Dataset entries:
..............................

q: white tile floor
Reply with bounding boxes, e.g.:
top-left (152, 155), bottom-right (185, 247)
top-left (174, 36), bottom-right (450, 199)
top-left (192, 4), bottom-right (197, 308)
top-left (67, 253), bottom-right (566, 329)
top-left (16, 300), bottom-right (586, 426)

..............................

Exercise brief: Turn all of the data above into a numbered list, one line per item, leaving out any blank lines.

Answer to this exercise:
1. q: white tile floor
2. Reply with bounding boxes, e.g.:
3. top-left (152, 155), bottom-right (185, 247)
4. top-left (174, 36), bottom-right (450, 199)
5. top-left (192, 4), bottom-right (197, 308)
6. top-left (67, 253), bottom-right (566, 329)
7. top-left (16, 300), bottom-right (586, 426)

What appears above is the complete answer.